Passage:
┄┄┄┄┄┄

I’ve been an injurer since i was 12 years old and i am at age 19 right now. I’ve never joined a blog, never really discussed it with anyone other than the therapist i use to go to. My family knows but we aren’t the kind of people to go into detail about things, we ignore as much as possible. I stopped for 2 years but started up again december 2008 when i moved into my boyfriends house. I wanna find a solution other than medication, other than being put into a hospital and other than talking to someone who doesn’t understand how i feel at all. Its now as easy as it may seem to stop injuring to some people.
I just wanna hear that someone understands my story, that i’m not crazy for feeling this way and that threes people out there who are going through the same emotions. This is the age in my life where i should be enjoying my adolescence. Going out like i use to. I’m 19 but i have the stress of a 30 something.
There’s only so long i can hold things in and i don’t wanna do something that will lead to bad.
i do understand. i feel the exact same way. i go to a phsyciatrist and take medication but it doesnt seem to help and it doesnt feel right. i try to talk to my friends about it but it never works out. it is ok to feel this way and be emotional. you arent crazy to SI. so many people do this and it is ok. why did u start injuring once u moved in with ur boyfriend? does he know about this?
it will all be ok. time will heal wounds
My boyfriend does know about this, i told him a few months into our relationship and we’ve been together for 2year nows. With the stress of leaving my home, my family is an hr away i don’t see them much, and the stress of his parents, we don’t get along very well at all. I wasnt working at the time i had fear of not getting a job, just so many things came into play for me to start cutting again i could handle all of it. Plus the first thing that triggered it is at the time he had been neglectful and i cheated.

┄┄┄┄┄┄

Collected material:

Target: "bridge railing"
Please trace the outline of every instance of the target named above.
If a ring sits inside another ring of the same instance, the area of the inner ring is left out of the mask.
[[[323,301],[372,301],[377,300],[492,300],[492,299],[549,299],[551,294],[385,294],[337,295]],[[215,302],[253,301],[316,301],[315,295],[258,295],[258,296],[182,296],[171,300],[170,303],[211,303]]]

┄┄┄┄┄┄

Work task A:
In the forum thread on self-injury, when did the first poster start injuring again after the two-year break?
Work task B:
Write the next part of the self-injury forum thread, picking up after the last post.
The listing plays no part in these tasks.

Answer box A:
In December 2008, when the poster moved into their boyfriend's house.

Answer box B:
You aren’t crazy. Believe me. And you’ve come to the correct place, because we all understand, I assure you of that. When you say that people in hospitals, counselors, outsiders don’t understand, well, for the most part, you’re correct. But, they try hard to understand, because they care. Their liives are devoted to making you want to get better, and helping you along the way. The greatest advice I can give you, is to work with what you’ve got. If you take medication, embrace it. Although it has downfalls, its designed to make you feel at a norm. Just embrace your resources, take each day one day at a time, and you’ll be alright.
<3,rescue
I’m not on anything, i don’t take anything and i don’t see anyone. For me as a person and i’m only speaking for myself. To take medicine and go see someone is weak, if i can do it, i need to do it on my own for myself and not rely on someone or something else. I wasn’t raised to be dependent on other things and other people. I shouldn’t have to resort to resources that don’t work to get my help.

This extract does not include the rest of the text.